What you have to do
Render every line of the rows below as a Markdown table with the columns Index and Line, numbering each line and skipping blank ones. Leave the pictures out.

Data records

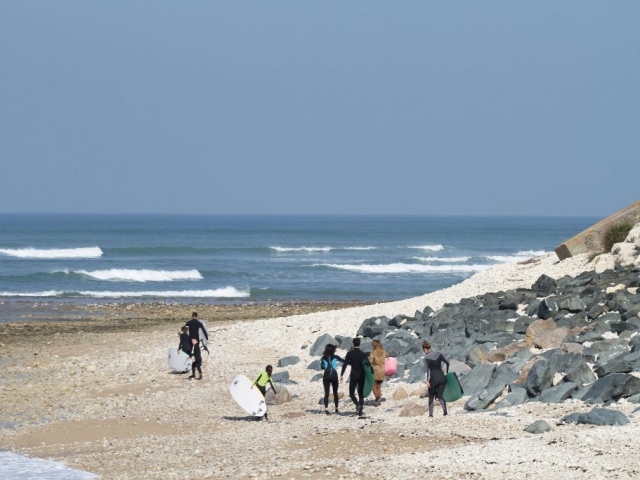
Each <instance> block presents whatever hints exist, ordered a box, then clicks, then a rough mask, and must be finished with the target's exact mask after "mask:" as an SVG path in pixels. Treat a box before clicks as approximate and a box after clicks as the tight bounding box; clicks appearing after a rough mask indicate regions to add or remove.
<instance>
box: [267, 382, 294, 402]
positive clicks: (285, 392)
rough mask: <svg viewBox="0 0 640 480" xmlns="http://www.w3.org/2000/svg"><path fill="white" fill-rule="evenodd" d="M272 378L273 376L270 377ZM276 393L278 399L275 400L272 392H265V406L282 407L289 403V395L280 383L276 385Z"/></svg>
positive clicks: (290, 393) (277, 383) (290, 395)
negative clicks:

Solution
| Index | Line |
|---|---|
| 1 | Each <instance> block presents whatever hints exist, ordered a box, then clicks, then a rough mask, and must be finished with the target's exact mask after "mask:" as an SVG path in pixels. Treat a box before clicks as approximate and a box after clicks as the tight bounding box; clicks appearing after a rough mask indicate regions to add or remove. |
| 2 | <instance> |
| 3 | box: [267, 382, 294, 402] |
| 4 | positive clicks: (285, 392) |
| 5 | rough mask: <svg viewBox="0 0 640 480" xmlns="http://www.w3.org/2000/svg"><path fill="white" fill-rule="evenodd" d="M272 378L273 376L270 377ZM276 393L278 399L275 400L272 392H265V406L282 407L289 403V395L280 383L276 385Z"/></svg> |
| 6 | positive clicks: (290, 393) (277, 383) (290, 395) |
| 7 | negative clicks: |